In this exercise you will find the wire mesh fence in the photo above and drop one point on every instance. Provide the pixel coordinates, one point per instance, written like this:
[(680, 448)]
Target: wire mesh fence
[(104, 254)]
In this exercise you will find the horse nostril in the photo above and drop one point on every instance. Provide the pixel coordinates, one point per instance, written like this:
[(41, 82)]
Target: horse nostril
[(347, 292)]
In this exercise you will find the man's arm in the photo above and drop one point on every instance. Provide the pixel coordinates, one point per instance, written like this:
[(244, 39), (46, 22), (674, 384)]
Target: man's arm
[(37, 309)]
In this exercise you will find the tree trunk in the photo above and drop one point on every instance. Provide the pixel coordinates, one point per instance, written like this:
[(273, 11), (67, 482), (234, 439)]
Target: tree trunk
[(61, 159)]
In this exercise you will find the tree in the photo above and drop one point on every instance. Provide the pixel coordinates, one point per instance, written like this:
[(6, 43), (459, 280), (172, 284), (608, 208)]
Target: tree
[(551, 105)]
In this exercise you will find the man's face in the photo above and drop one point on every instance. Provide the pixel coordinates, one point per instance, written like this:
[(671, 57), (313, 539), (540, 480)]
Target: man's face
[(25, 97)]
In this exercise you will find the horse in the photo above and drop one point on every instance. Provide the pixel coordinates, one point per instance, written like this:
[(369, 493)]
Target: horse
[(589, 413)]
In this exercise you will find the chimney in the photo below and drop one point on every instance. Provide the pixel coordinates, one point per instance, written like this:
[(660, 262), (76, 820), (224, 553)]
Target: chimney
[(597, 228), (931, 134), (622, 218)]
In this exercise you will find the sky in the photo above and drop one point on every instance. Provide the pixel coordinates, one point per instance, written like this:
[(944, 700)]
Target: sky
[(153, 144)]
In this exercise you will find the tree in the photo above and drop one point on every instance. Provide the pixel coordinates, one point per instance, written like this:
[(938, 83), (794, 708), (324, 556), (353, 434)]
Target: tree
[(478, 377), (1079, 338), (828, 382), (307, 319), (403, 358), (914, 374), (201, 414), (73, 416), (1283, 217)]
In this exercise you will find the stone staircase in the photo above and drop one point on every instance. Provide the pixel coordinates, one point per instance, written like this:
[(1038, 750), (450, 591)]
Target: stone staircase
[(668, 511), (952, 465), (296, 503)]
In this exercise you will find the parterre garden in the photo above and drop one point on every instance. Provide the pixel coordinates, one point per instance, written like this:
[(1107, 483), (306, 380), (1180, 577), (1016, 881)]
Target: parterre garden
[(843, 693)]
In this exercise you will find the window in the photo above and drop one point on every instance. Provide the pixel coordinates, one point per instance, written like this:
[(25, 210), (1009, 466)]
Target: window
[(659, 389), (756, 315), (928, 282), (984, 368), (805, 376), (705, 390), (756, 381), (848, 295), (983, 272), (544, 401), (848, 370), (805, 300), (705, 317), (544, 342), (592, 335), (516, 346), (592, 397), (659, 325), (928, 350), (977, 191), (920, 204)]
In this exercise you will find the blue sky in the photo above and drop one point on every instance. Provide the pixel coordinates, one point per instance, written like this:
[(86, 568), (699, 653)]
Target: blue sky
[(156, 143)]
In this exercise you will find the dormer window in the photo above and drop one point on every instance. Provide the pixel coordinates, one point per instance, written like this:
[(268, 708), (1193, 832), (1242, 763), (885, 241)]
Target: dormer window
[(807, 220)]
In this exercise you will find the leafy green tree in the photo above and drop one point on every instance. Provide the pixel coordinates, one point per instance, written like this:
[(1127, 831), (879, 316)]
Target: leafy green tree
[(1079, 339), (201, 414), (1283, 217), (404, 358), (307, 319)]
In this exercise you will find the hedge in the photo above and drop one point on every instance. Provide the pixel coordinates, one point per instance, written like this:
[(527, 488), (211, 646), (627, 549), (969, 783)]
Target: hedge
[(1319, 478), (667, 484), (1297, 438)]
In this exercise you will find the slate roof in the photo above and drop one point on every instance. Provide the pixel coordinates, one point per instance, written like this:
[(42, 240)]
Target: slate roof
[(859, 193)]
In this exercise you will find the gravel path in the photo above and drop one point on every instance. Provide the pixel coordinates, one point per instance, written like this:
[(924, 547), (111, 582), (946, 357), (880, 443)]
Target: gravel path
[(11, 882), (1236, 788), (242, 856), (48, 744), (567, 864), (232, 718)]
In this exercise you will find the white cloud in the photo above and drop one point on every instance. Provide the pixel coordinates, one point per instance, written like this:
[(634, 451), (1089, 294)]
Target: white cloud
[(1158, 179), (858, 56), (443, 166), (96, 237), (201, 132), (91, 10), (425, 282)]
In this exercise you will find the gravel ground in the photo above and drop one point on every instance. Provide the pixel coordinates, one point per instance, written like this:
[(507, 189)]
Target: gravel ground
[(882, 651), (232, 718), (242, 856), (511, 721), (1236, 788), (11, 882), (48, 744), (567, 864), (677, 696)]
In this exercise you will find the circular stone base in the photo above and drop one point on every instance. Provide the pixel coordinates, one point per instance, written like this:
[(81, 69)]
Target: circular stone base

______

### EXERCISE OBJECTIVE:
Rescale the records above from the line with "In this exercise you will find the chimney" to the line with "[(597, 228), (931, 134), (622, 218)]", both lines included. Reproduce those lines in full, multiplying each coordinate in the answers by 0.8 and rounding to the nearest whole number (halves go up), and leave every other number unchanged.

### WRITTEN SOLUTION:
In this exercise you will find the chimney in the photo below and drop one point on every instance. Provide the pixel coordinates, one point per instance, written like this:
[(660, 262), (76, 820), (224, 553)]
Target: chimney
[(478, 182), (745, 107), (498, 174)]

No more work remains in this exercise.